►

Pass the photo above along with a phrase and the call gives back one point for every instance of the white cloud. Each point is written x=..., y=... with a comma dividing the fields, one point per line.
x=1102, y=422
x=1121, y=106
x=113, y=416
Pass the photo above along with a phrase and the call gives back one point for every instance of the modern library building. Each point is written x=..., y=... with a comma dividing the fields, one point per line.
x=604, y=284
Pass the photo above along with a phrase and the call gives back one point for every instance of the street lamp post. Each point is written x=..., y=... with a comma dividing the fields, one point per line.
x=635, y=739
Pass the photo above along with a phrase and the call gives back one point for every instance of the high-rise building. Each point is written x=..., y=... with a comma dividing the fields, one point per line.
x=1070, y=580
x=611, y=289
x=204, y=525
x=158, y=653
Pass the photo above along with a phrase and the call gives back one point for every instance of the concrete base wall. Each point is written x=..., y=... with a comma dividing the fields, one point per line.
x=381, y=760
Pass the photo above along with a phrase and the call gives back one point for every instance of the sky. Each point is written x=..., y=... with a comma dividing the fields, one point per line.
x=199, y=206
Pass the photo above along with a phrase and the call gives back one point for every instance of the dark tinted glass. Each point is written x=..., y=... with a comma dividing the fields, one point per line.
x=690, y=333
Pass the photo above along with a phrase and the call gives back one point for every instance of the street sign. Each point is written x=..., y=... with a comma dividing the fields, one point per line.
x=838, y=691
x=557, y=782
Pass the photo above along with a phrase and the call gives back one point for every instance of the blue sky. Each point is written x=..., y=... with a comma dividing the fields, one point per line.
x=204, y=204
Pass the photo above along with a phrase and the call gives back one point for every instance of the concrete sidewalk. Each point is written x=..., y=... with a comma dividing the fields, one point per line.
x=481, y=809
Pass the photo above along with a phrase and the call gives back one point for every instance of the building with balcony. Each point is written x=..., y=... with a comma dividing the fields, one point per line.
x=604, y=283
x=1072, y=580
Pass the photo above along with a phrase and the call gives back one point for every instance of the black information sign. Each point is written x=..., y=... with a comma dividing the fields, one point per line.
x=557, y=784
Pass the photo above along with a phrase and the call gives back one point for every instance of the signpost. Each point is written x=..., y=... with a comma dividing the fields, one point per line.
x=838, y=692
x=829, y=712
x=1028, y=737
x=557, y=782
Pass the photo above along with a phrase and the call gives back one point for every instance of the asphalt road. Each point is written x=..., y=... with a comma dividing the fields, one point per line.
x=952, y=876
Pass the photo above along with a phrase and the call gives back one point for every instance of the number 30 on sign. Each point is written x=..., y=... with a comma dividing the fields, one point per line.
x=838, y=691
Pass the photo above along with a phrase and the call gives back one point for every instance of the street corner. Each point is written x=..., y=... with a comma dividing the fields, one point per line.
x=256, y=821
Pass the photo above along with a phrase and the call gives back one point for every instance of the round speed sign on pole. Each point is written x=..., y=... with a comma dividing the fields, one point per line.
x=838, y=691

◄

GIVEN PROBLEM: Starting at the first line above and ending at the line that contains "x=158, y=653", with both of those lines included, present these lines as a Markdown table with the columns Row and Line text, leaving out any blank lines.

THE ANSWER:
| Row | Line text |
|---|---|
| 1 | Pass the photo above along with a phrase and the call gives back one point for every instance of the white cloud. Each point is written x=..., y=... with a comma dividing the fields, one point per line. |
| 2 | x=1102, y=422 |
| 3 | x=1121, y=106 |
| 4 | x=113, y=416 |
| 5 | Pass the photo above along with a phrase and the call gives back one point for every instance of the modern library building. Each point is written x=..., y=... with a comma dividing the fields, one point per line. |
| 6 | x=604, y=284 |
| 7 | Pass the photo above along with a phrase and the call gives back one point for every instance of the street lamp post. Each point is written x=..., y=... with a comma dividing the fields, one point per line. |
| 8 | x=635, y=739 |
| 9 | Pass the photo above along with a phrase and the call gives back one point for every instance of the high-rise building. Each point is written x=..., y=... with a comma dividing the fields, one point per line. |
| 10 | x=1070, y=580 |
| 11 | x=611, y=289 |
| 12 | x=204, y=525 |
| 13 | x=158, y=653 |